_WORK ORDER 1:_ In the passage on observational study designs, what is the main use of the cross-sectional design in epidemiology?
_WORK ORDER 2:_ Reproduce the passage on observational study designs word for word, from "MEASURES OF ASSOCIATION" up to and including "with a new one.".

Simplicity does not mean superficiality. Less complex does not mean less rigorous. Faster does not mean less time-consuming. Observational studies require an insightful and careful study plan after a deep research of all potential pitfalls and confounders necessary to be addressed before starting data analysis. We aim to give the readers an overview of the observational designs and guidance on how and when to use them and how to deal with the potential statistical traps in different observational designs.3

MEASURES OF ASSOCIATION IN PRM

In PRM, researchers could be interested in checking whether there is an association between a treatment and the natural history of a chronic or progressive condition. Comparative effectiveness research10 involves group comparisons of alternative interventions in which investigators are interested in finding out differences in the outcome for the currently applied approach compared with a new one.

Observational studies investigate an association between risk factors, treatment or procedure, and an outcome under real conditions in everyday practice settings.9 Two primary components of the association studies are the exposure and outcome. In epidemiology, exposure is a risk or prognostic factor, a diagnostic test, or a treatment, and the outcome is usually a disease, recovery from a condition or death. When aiming to check treatment effectiveness with an observational design, the exposure is treatment, and the outcome could be a binary variable (like success or failure), a multilevel ordered categorical variable (like pain score, disability scores from questionnaires), or a continuous measure of outcome (like range of movement, muscle strength measures, and many others).11

Risks, rates, prevalence, and odds are standard measures of the frequency of an outcome and comparing them between groups will yield relative frequency measures—that is, relative risks, rate ratios, prevalence ratios, and odds ratios. These describe the association between exposure and outcome and provide the basis for the study’s conclusions.12

NONEXPERIMENTAL DESIGNS Cross-Sectional—Snapshot Designs

Cross-sectional studies assess the population, checking the exposure and outcome status at a single time point (Fig. 1). With short time and limited funding, cross-sectional is the most accessible design: it is like a snapshot of the sample. The inclusion and exclusion criteria are based on the exposure status, regardless of the outcome of participants. Sample selection is crucial for cross-sectional studies, being the random selection method preferred to avoid selection bias.3 In epidemiology, this design is mainly used for prevalence estimations, and the results are commonly applied in public health policies. In PRM, it is used to describe the prevalence of a condition in the general population or one comorbidity in a population of subjects with a specific health condition/disability. A survey aimed to investigate the access to telecommunication technologies, and rehabilitation services of patients with multiple sclerosis and their willingness to use these technologies for rehabilitation is an example of a cross-sectional design study.13 Another example is a research to study dizziness frequency among stroke patients referred to rehabilitation in primary health care and its relationship with sex, age, activity, and self-rated health.14

FIGURE 1:

The three main study design used in observational studies: cohort, case control, and cross-sectional.

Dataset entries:
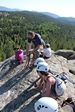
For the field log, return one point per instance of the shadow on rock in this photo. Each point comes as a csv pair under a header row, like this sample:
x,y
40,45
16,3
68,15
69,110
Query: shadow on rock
x,y
14,80
17,102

_RESPONSE AREA 1:_ It is mainly used for prevalence estimations.

_RESPONSE AREA 2:_
MEASURES OF ASSOCIATION IN PRM

In PRM, researchers could be interested in checking whether there is an association between a treatment and the natural history of a chronic or progressive condition. Comparative effectiveness research10 involves group comparisons of alternative interventions in which investigators are interested in finding out differences in the outcome for the currently applied approach compared with a new one.